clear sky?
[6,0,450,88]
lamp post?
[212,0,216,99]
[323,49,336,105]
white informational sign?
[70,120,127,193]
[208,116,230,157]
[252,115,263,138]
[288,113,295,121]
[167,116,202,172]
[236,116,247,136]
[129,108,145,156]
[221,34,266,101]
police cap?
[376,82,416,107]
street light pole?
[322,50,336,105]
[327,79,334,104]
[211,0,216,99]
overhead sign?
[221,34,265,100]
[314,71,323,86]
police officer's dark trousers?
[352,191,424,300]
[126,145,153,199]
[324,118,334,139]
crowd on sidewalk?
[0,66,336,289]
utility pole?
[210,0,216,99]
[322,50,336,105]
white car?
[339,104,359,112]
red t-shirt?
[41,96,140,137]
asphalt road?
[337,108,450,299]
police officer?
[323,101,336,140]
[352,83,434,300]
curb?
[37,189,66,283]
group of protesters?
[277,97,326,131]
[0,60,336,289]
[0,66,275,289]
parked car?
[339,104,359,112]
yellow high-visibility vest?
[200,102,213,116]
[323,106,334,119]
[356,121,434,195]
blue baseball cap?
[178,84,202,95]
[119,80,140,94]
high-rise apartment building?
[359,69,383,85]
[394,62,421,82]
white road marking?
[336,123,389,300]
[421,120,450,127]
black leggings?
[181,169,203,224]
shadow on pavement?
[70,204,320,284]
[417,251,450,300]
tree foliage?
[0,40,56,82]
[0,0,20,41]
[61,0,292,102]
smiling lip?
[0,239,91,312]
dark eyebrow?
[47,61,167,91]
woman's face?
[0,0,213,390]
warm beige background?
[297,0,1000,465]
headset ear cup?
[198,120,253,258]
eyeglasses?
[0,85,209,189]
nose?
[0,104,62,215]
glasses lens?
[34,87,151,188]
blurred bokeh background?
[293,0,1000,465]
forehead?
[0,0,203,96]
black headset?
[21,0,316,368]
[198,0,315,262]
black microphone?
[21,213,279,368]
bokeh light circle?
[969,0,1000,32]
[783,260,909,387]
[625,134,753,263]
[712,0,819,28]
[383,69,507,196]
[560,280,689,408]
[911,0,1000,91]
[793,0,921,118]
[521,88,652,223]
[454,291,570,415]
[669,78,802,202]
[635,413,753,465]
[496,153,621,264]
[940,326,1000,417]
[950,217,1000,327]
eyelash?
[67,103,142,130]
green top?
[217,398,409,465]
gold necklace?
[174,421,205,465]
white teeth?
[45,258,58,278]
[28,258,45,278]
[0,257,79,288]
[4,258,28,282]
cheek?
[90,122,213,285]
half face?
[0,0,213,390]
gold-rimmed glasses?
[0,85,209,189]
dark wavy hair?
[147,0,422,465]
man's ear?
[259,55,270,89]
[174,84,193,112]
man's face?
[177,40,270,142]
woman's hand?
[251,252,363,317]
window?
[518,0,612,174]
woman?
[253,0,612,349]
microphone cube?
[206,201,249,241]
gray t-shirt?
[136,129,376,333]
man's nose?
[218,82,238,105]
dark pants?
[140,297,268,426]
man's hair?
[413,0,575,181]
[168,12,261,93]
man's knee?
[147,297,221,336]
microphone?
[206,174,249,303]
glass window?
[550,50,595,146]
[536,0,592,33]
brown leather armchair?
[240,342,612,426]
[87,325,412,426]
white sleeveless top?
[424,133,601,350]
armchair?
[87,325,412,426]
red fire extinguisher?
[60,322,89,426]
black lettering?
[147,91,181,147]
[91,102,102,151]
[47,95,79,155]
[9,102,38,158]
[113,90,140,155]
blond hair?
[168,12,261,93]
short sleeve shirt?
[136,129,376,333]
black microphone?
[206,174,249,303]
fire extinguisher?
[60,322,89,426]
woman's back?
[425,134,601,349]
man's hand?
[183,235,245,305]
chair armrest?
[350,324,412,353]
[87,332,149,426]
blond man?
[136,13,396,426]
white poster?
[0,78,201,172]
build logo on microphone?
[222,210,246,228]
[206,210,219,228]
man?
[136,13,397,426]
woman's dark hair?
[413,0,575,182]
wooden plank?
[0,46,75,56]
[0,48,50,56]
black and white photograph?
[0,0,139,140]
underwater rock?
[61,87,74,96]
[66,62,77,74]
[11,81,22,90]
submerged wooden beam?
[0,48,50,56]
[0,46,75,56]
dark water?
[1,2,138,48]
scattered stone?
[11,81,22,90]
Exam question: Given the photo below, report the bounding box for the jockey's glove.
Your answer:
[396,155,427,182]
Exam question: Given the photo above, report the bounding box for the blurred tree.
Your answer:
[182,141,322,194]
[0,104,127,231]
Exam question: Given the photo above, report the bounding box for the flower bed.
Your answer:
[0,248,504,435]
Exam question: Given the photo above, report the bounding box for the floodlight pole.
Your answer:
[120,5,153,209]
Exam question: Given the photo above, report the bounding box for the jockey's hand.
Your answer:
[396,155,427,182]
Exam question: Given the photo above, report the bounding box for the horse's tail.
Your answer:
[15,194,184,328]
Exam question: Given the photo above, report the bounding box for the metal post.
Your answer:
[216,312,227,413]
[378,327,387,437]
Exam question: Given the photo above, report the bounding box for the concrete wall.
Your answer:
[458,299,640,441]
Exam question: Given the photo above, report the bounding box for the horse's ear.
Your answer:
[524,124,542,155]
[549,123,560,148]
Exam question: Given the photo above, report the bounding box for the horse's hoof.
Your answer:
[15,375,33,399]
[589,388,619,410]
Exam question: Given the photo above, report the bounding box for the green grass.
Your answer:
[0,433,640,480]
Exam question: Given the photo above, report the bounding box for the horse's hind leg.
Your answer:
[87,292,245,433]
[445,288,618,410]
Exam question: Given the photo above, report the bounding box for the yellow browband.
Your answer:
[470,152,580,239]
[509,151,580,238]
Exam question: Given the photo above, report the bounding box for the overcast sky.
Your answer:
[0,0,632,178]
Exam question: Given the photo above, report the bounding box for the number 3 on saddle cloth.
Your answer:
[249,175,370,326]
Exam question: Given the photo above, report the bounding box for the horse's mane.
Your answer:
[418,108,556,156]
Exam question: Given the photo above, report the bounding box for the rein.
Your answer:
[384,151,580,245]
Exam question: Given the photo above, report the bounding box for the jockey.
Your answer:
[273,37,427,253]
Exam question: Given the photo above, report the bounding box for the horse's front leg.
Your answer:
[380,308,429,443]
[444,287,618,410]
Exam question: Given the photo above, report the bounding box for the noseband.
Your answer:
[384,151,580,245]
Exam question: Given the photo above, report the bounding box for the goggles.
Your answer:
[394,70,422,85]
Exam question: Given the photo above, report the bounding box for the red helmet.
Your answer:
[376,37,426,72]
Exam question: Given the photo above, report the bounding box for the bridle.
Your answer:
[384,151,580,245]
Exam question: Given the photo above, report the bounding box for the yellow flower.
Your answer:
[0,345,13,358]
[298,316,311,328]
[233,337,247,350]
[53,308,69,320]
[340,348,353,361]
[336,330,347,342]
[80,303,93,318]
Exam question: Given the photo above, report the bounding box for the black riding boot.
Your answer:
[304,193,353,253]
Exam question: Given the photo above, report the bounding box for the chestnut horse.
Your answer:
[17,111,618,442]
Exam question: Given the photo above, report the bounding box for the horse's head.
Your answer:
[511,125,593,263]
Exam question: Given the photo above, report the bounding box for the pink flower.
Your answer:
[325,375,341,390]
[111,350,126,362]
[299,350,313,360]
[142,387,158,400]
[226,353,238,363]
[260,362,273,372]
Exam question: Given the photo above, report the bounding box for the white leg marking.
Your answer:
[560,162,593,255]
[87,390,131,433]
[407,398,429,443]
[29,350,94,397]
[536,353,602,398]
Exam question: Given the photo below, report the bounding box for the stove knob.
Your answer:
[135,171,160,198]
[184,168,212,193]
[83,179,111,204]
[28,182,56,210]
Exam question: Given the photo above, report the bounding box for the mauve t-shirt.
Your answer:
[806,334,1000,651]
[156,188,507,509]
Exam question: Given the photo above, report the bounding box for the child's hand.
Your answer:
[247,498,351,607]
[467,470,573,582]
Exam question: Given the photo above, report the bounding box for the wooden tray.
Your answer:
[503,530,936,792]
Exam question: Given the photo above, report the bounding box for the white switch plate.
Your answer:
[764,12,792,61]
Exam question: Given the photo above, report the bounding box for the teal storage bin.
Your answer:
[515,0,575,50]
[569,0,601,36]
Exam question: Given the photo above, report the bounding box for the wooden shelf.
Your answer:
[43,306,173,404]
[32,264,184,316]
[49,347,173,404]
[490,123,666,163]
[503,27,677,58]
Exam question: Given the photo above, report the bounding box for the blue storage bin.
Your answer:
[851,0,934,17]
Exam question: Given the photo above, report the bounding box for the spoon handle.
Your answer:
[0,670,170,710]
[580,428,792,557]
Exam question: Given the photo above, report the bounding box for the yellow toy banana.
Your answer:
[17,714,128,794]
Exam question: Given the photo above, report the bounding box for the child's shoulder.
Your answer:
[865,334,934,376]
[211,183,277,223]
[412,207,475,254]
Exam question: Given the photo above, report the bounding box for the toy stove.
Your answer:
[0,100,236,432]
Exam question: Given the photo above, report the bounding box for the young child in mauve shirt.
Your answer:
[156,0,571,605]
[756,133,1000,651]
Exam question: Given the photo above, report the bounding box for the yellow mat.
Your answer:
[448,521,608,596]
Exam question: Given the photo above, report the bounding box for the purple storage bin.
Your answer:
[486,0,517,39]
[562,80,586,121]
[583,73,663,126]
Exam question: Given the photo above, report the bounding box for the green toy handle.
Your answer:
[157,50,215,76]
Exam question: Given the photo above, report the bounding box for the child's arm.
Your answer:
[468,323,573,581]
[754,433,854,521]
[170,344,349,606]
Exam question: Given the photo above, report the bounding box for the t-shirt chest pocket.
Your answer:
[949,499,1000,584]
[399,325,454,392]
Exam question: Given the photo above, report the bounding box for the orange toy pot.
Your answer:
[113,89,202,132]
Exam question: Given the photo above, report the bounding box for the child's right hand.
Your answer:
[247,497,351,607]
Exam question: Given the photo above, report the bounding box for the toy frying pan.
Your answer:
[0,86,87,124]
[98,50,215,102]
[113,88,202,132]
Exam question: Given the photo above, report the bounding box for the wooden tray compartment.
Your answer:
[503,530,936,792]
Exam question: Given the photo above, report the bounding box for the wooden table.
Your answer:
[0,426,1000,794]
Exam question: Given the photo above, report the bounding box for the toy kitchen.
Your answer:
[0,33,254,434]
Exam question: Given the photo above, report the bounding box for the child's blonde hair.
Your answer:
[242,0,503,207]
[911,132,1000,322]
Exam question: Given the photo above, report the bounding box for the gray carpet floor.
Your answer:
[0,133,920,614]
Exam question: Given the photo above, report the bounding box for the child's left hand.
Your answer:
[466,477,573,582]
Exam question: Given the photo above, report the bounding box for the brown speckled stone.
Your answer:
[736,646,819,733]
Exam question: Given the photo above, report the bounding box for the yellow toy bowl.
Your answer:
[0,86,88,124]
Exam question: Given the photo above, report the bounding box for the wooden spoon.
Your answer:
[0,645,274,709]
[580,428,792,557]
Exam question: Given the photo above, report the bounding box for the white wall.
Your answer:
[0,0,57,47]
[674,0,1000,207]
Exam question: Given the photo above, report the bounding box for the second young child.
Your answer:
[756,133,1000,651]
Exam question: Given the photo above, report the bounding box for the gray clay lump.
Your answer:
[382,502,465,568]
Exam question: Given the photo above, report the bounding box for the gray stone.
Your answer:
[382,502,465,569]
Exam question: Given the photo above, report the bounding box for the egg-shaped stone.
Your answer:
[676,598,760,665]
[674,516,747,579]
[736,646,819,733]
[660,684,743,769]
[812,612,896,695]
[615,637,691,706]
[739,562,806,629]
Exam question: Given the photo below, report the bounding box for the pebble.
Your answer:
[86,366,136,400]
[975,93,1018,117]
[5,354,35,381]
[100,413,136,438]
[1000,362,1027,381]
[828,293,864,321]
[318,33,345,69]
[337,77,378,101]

▬▬▬▬▬▬▬▬▬▬

__What needs to be done__. Copy everything from the start of the listing down to the line containing "[34,87,151,188]", both ends included, keeping every request line unchanged. In the answers, multiply each bounding box coordinate by 1.35 and round it to a whole number, with halves rounding up.

__Task solution__.
clear sky?
[8,0,608,119]
lamp post?
[286,0,292,134]
[436,66,454,142]
white informational sign?
[95,162,171,261]
[281,157,311,212]
[340,155,355,186]
[389,153,398,163]
[225,157,273,232]
[319,157,333,184]
[174,146,196,211]
[298,46,359,136]
police cap?
[508,111,562,144]
street light pole?
[435,68,454,142]
[441,107,451,140]
[285,0,292,134]
overhead sign?
[298,46,358,135]
[424,96,436,116]
police officer's dark trousers?
[475,258,572,405]
[170,196,207,269]
[437,159,451,188]
crowd on sidewalk?
[0,89,454,390]
utility pole?
[284,0,292,134]
[435,68,454,142]
white car?
[458,140,485,151]
red t-shirt?
[55,130,189,185]
asphalt road?
[455,146,608,404]
police officer?
[436,136,454,189]
[475,112,586,405]
curb?
[50,255,89,382]
group of protesters?
[374,131,440,177]
[0,81,454,390]
[0,89,371,390]
parked car?
[458,140,485,151]
yellow high-visibility vest?
[270,138,288,157]
[436,143,451,161]
[481,163,586,263]
blue baseball cap?
[240,113,273,128]
[161,108,189,127]
high-rise apartment building?
[485,93,517,115]
[532,84,568,111]
white road marking?
[454,166,525,405]
[568,162,608,171]
black leggings?
[244,228,274,302]
shadow on pavement?
[95,275,432,383]
[563,339,608,405]
tree foliage?
[0,54,76,111]
[0,0,27,55]
[82,0,394,138]
smiling lip?
[0,323,123,421]
dark eyebrow?
[63,82,225,123]
woman's face?
[0,0,288,527]
warm beige background?
[401,0,1350,628]
headset ear cup?
[267,162,342,348]
eyeglasses?
[0,115,282,255]
nose?
[0,140,84,290]
glasses lens?
[46,117,204,254]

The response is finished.